*Information shown*

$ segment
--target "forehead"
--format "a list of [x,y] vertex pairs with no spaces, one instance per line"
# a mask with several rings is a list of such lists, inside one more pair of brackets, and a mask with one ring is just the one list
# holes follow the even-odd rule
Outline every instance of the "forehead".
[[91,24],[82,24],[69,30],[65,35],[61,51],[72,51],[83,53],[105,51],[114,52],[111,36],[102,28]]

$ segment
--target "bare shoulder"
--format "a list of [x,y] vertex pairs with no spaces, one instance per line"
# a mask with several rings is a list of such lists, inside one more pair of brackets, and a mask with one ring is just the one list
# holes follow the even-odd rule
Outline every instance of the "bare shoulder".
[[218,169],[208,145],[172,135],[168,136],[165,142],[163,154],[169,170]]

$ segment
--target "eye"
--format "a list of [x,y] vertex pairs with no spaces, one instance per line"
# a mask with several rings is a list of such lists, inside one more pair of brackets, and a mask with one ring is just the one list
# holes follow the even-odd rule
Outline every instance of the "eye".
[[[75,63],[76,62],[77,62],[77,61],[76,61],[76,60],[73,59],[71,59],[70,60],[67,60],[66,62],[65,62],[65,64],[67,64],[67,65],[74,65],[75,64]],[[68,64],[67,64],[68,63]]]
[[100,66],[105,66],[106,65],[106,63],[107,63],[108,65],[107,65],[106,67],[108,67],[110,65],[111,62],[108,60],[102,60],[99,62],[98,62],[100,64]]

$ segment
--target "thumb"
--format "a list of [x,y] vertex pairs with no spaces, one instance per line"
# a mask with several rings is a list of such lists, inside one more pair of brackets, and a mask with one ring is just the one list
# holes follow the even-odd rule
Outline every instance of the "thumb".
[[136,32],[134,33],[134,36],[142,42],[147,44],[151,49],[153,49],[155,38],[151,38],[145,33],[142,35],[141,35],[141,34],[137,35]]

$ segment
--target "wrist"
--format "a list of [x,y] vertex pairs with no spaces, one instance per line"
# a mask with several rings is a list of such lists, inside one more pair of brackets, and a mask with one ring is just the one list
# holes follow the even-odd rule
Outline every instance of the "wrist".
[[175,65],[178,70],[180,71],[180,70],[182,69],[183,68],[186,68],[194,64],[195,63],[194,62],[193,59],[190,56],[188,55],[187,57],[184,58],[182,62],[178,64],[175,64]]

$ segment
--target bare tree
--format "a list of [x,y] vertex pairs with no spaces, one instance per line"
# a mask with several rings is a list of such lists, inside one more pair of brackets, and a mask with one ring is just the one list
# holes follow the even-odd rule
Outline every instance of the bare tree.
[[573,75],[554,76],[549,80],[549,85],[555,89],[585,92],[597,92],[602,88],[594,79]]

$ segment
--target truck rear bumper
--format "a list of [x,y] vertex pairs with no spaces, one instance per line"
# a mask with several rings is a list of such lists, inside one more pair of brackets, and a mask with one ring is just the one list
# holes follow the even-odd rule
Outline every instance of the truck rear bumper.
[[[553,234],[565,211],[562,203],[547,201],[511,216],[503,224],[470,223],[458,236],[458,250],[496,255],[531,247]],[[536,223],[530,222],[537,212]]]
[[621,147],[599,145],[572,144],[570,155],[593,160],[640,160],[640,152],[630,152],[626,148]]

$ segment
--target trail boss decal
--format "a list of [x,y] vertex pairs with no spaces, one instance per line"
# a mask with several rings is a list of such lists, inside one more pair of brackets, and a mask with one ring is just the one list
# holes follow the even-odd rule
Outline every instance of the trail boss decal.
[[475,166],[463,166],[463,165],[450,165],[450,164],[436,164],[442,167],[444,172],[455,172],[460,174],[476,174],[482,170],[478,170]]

*Task description*
Write out the entire listing exactly.

*Written response*
$ segment
--target "forehead"
--format "a list of [x,y] vertex pairs with no spaces, one instance per line"
# a mask with several rings is a list of such lists, inside one more pair of brackets, and a mask with one ring is just the one list
# holes follow the even-odd rule
Outline every instance of the "forehead".
[[91,24],[82,24],[69,30],[65,35],[61,51],[72,51],[83,53],[105,51],[114,52],[111,36],[102,28]]

$ segment
--target "bare shoulder"
--format "a list of [x,y] vertex pairs with no spaces, one instance per line"
# a mask with several rings is a list of such lists, inside one more pair of brackets, and a mask with one ring is just the one list
# holes follow the even-odd rule
Outline every instance of the "bare shoulder".
[[218,169],[208,145],[172,135],[168,136],[165,142],[163,154],[169,170]]

$ segment
--target "eye"
--format "a list of [x,y] vertex pairs with no spaces, one instance per line"
# a mask with several rings is a list of such lists, inside one more pair of brackets, and a mask with one ring is just the one list
# holes follow the even-odd rule
Outline every instance of the "eye".
[[[75,63],[76,62],[77,62],[77,61],[76,61],[76,60],[73,59],[71,59],[70,60],[67,60],[66,62],[65,62],[65,64],[67,64],[67,65],[74,65],[75,64]],[[68,64],[67,64],[68,63]]]
[[100,66],[105,66],[106,65],[106,63],[107,63],[108,65],[107,65],[106,67],[108,67],[110,65],[111,62],[108,60],[102,60],[99,62],[98,62],[100,64]]

$ segment
--target "thumb"
--format "a list of [x,y] vertex pairs with no spaces, one instance per line"
# a mask with several rings is a list of such lists, inside one more pair of brackets, and a mask with one ring is just the one list
# holes follow the even-odd rule
Outline every instance of the "thumb".
[[136,32],[134,33],[134,36],[142,42],[147,44],[151,49],[153,49],[155,38],[151,38],[145,33],[142,35],[141,35],[141,34],[137,35]]

$ segment
--target "wrist"
--format "a list of [x,y] vertex pairs with no spaces, one instance per line"
# a mask with several rings is a list of such lists, inside one more pair of brackets, and a mask with one ring is just the one list
# holes follow the even-odd rule
Outline every instance of the "wrist".
[[175,65],[178,70],[180,71],[180,70],[182,69],[183,68],[186,68],[194,64],[195,63],[194,62],[193,59],[190,56],[188,55],[187,57],[184,58],[182,62],[178,64],[175,64]]

$ segment
--target bare tree
--format "a list of [x,y] vertex pairs with no spaces, one instance per line"
# a mask with several rings is a list of such lists, inside one more pair of brackets, and a mask with one ring is just the one list
# holes follow the even-odd rule
Outline every instance of the bare tree.
[[573,75],[554,76],[549,80],[549,85],[555,89],[585,92],[597,92],[602,88],[594,79]]

$ segment
--target truck rear bumper
--format "a list of [x,y] vertex pairs with no spaces, one instance per line"
# a mask with several rings is a list of such lists, inside one more pair of brackets, and a mask with one ring is just the one list
# holes follow the even-odd rule
Outline every instance of the truck rear bumper.
[[[553,234],[565,211],[562,203],[547,201],[511,216],[503,224],[470,223],[458,236],[458,250],[496,255],[531,247]],[[536,223],[530,222],[537,212]]]
[[621,147],[599,145],[572,144],[570,155],[593,160],[640,160],[640,152],[630,152],[626,148]]

$ segment
--target trail boss decal
--format "a list of [x,y] vertex pairs with no spaces, one instance per line"
# a mask with several rings is a list of such lists, inside one more pair of brackets, and a mask with one ring is just the one list
# holes follow the even-odd rule
Outline every instance of the trail boss decal.
[[475,166],[463,166],[463,165],[450,165],[450,164],[436,164],[442,167],[444,172],[455,172],[460,174],[476,174],[482,170],[478,170]]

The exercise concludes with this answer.